KNOXVILLE, Tenn. — Some names, some stories, stick with you forever. The details fade, but the emotions remain.
"I did have strong feelings about the case and I’ll never forget her," said retired Knoxville Police Department detective James Winston. "She was an innocent little child and special."
It has been nearly four decades since Knoxville Police detective James Winston spoke at the funeral for 6-year-old Avery 'Peaches' Shorts. Time is no match for a mind that simply refuses to forget.
"I just wanted to do it for the community, I wanted to solve it. I wanted to put this guy, the suspect, in the electric chair," said Winston.
Nearly 40 years ago, 6-year-old Peaches disappeared. She left her Montgomery Village home to buy a soda for her mom from a convenience store. It was the day after Christmas in 1980. Peaches was used to wandering around her neighborhood and her neighbors were used to Peaches. Everyone called her by the nickname her mother had given her because of her rosy cheeks.
"Peaches goes down to the store and gets the Coke, but never returns," Winston said.
Search parties canvassed the ground as helicopters flew overhead. Peaches was missing for more than a day by the time Winston got the case. He says that hurt the investigation, but the police department put every resource they had into finding her. Hours turned to days, days to months, and months to more than a year. Still no sign of Peaches, no confession, and no arrests. Not even a psychic brought in by the police chief yielded any clues.
"I think at one time we had myself and 10 detectives. We met daily, we went over evidence, we talked with the community, we canvased the area, we did everything we could," said Winston. "We were within a mile of the area where her body was found, but we never had any luck."
Then, on a frigid January day in 1982, a rabbit hunter and his dog came across a small body under a cattle chute just miles from where Peaches disappeared in a field in Blount County.

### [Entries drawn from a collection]
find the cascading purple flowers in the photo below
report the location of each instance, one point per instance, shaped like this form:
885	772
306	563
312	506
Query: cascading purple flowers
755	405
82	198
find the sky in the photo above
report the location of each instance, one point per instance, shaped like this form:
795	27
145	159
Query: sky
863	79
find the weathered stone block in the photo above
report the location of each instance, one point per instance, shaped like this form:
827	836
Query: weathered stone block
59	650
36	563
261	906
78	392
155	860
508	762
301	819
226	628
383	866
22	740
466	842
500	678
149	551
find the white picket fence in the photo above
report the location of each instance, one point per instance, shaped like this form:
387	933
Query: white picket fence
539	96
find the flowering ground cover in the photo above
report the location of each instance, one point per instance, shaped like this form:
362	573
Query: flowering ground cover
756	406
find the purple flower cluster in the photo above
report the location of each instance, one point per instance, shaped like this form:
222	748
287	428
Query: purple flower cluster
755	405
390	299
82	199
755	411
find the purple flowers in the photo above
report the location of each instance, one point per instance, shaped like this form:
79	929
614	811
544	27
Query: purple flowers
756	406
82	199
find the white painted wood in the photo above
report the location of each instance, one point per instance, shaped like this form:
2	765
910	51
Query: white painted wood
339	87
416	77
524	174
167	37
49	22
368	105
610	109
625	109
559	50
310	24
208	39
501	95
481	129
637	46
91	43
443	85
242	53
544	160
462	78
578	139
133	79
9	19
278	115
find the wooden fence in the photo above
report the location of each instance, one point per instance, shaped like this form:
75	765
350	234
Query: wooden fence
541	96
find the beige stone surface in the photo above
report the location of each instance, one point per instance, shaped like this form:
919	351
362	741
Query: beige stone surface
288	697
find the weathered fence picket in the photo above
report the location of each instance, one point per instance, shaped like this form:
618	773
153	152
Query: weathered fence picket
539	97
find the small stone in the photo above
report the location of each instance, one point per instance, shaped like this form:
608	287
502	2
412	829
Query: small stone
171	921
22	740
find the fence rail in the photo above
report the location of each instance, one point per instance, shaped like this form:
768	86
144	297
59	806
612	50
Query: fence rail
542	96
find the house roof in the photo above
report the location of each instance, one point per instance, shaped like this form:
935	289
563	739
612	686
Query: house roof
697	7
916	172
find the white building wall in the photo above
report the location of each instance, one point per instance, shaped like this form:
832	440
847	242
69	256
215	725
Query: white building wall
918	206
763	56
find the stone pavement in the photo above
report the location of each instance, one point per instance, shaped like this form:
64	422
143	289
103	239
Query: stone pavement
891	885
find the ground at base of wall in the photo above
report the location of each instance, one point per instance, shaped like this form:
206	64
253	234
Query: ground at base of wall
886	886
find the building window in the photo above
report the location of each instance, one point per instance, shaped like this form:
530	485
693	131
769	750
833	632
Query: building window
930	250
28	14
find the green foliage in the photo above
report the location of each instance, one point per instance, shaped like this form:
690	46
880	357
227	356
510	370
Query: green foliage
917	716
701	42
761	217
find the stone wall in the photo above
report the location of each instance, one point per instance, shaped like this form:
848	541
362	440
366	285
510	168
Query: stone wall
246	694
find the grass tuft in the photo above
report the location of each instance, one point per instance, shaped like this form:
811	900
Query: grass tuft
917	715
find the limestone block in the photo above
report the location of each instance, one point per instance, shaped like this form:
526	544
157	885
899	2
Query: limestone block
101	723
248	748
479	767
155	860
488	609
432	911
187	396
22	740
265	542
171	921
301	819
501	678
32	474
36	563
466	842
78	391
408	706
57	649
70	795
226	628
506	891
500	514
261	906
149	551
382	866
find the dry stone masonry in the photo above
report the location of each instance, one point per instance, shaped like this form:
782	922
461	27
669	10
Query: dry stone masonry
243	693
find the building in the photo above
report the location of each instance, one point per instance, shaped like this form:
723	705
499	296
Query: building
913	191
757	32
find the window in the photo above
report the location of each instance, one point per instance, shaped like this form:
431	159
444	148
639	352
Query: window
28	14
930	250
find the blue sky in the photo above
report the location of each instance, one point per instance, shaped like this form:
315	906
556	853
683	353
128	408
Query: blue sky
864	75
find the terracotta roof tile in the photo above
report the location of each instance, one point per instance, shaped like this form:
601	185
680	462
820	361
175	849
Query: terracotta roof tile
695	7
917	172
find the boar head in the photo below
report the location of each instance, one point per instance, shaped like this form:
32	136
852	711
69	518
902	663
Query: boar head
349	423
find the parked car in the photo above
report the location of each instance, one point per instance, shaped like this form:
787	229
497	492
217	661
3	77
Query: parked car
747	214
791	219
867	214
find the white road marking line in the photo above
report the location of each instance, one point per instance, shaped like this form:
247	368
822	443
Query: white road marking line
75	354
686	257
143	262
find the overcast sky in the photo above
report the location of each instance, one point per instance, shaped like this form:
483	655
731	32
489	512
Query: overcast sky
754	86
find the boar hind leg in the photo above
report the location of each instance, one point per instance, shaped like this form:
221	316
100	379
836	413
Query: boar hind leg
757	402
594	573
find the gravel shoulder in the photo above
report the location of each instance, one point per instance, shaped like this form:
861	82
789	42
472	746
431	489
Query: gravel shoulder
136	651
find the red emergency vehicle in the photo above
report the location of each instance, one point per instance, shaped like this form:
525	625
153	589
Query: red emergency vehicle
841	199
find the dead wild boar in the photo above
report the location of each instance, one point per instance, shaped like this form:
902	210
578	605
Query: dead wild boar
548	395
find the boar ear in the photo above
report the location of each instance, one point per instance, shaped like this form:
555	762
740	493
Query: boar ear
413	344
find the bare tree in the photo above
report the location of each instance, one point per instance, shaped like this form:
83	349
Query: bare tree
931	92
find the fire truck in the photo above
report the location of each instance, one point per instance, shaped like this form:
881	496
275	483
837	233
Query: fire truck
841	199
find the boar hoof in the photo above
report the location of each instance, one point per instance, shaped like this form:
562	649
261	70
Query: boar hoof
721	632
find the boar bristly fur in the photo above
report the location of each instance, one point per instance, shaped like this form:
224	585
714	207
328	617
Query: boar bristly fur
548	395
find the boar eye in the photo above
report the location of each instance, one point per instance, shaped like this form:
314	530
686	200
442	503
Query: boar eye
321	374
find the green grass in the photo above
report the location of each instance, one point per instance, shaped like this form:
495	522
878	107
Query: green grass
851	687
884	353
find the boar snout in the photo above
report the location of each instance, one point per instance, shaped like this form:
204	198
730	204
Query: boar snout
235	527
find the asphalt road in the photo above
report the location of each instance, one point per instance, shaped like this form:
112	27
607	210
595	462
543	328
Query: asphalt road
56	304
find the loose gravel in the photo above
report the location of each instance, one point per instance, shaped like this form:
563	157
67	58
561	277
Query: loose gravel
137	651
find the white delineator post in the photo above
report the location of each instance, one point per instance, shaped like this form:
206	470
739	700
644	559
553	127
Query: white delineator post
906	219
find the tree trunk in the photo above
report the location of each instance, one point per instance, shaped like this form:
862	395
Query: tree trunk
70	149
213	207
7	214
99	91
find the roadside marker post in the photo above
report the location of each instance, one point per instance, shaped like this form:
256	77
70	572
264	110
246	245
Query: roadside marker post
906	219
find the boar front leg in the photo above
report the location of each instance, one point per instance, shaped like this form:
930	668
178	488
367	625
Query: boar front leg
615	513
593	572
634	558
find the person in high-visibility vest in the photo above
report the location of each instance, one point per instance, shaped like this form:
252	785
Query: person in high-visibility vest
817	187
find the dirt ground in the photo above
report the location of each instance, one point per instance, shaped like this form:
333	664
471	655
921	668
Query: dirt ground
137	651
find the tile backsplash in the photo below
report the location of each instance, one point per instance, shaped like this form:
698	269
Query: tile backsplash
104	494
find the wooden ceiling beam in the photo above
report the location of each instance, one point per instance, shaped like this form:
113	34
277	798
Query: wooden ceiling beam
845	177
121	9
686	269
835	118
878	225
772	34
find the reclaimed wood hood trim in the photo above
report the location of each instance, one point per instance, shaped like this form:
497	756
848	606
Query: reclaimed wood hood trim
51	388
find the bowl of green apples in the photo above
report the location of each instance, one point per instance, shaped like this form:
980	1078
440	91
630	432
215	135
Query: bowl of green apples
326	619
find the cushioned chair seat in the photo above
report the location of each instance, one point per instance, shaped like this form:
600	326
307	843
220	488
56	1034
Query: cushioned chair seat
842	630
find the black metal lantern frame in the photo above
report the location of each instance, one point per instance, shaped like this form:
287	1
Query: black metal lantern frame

### [Explore the material]
- A) Write out the article on the Peaches Shorts case from "It has been" up to and including "her rosy cheeks.", substituting "corner market" for "convenience store".
- B) Proceed with the article on the Peaches Shorts case, picking up after its final sentence.

### [Exercise answers]
- A)
It has been nearly four decades since Knoxville Police detective James Winston spoke at the funeral for 6-year-old Avery 'Peaches' Shorts. Time is no match for a mind that simply refuses to forget.
"I just wanted to do it for the community, I wanted to solve it. I wanted to put this guy, the suspect, in the electric chair," said Winston.
Nearly 40 years ago, 6-year-old Peaches disappeared. She left her Montgomery Village home to buy a soda for her mom from a corner market. It was the day after Christmas in 1980. Peaches was used to wandering around her neighborhood and her neighbors were used to Peaches. Everyone called her by the nickname her mother had given her because of her rosy cheeks.

- B)
"It was a bitter cold night. The wind was blowing. They found a skull and they wanted me to identify that skull," said Dr. Bill Bass. "I’ve done a little over 700 cases in my career. You don’t remember all 700 of them nearly as well as Peaches Shorts."
Dr. Bass worked with the medical examiner's office to help identify human remains. The memory of that rosy cheeked 6-year-old is also forever stitched into Dr. Bass’ memory. He still keeps slides of the pictures he took 37 years earlier. A fence wire was found tied around her neck as police began scouring the area for clues.
"The clothing tells you it was winter. The branches have no leaves. The leaves are all dead," said Bass. "The person who did it did not leave much evidence."
So who killed Peaches Shorts? From day one, there was one main suspect.
"I put it together that this boyfriend was a major suspect in the case, Mitchell Reed," said Winston. "We ran down every lead we had -- no other abductions, no other molestation of children. It had to be him."
Winston says he believes Mitchel Reed killed Peaches to get back at her mother during an argument they were having.
Reed died a couple of years ago, never giving up any information he may have had.
There was never enough physical evidence to connect Reed to the murder.
"He beat the system, I guess you’d have to say, on this case," said Winston. "We couldn’t break him. He was a sly con man."
Nearly 40 years later, the case remains unsolved.